Strategy

Live & Learn: Savvas Chamberlain

The founder, chair and former CEO of Dalsa Corp. on growth, the undervaluing of R&D and why he's not ethnic.

Born March 21, 1941, in Nicosia, Cyprus • Founder, chairman and former CEO of Dalsa Corp.

Most of my character was developed in England, working through university. I know what it means to be cold, and not have enough to eat.

I am not ethnic. I was born in Cyprus of Greek parents, and I am proud of my heritage, but I don’t wear it on my sleeve. I am proud to be Canadian.

I’m still interested in Greek literature, classical music, theatre. The themes in opera highlight the good and the bad of humanity.

I feel I was cheated during my teenage years, because it was during the uprisings to gain independence from Britain. Most of the time, the schools were closed. Life was not normal. My parents were from the upper middle-class; we could have had a fantastic life, but they twice lost their properties.

In Cyprus, I was always interested in radios, how they worked. And without realizing it, I was interested in physics and mathematics.

Research is not any different than solving a Sudoku puzzle, except it takes longer and needs more resources. It is nothing more than identifying a problem and trying to solve it. The last research paper I published was in 1997. It was tough to let it go.

When I started Dalsa, I didn’t know much about business, but I knew conservation of money. I had a small piece of paper in my shirt pocket, and I kept track of the money coming in, and the money going out. Later on, I was told that paper was cash flow.

Coming from a physics background, I thought finance was very precise. At Harvard, I learned there is a lot of gray area. What you don’t know, others don’t know, so don’t feel bad about it. I got confidence in interpreting financial statements. It’s not rocket science.

When the company was private, I used a complex formula. I had to limit growth to less than 30% a year, otherwise I would very quickly go bankrupt, or borrow so much money that somebody else would own the company.

You have to be patient integrating acquisitions, take a year or two. You are dealing with human beings. In the end, you want them playing the score of the same symphony.

Going public was a bit painful for me. When we were building the company, we could not afford big salaries, so we gave stock. But when we started making a lot of profit, some guys wanted liquidity. I agreed to go along with a public offering to eliminate this friction. I knew it wasn’t right for the company. It would have been better to wait until revenue was much higher.

Entries supplied:
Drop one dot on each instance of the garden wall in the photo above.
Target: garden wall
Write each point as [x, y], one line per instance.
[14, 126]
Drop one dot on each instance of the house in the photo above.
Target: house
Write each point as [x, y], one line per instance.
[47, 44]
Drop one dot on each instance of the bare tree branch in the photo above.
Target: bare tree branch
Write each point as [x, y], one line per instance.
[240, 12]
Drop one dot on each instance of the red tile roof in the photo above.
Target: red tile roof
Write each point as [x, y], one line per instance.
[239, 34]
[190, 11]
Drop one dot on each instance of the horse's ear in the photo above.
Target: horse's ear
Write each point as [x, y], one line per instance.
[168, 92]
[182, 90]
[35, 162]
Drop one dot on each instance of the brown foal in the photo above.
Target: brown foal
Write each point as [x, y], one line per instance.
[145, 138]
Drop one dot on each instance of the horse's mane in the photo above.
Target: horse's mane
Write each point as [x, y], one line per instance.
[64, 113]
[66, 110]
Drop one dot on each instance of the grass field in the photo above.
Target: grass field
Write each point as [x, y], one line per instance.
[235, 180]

Questions:
• 1. According to the Savvas Chamberlain profile, to what rate did he have to limit the company's annual growth while it was private?
• 2. Return the part of the Savvas Chamberlain profile from "The founder, chair" up to and including "bad of humanity.".
The rows have nothing to do with the Savvas Chamberlain profile.

Problem solutions:
• 1. Less than 30% a year.

• 2.
The founder, chair and former CEO of Dalsa Corp. on growth, the undervaluing of R&D and why he's not ethnic.

Born March 21, 1941, in Nicosia, Cyprus • Founder, chairman and former CEO of Dalsa Corp.

Most of my character was developed in England, working through university. I know what it means to be cold, and not have enough to eat.

I am not ethnic. I was born in Cyprus of Greek parents, and I am proud of my heritage, but I don’t wear it on my sleeve. I am proud to be Canadian.

I’m still interested in Greek literature, classical music, theatre. The themes in opera highlight the good and the bad of humanity.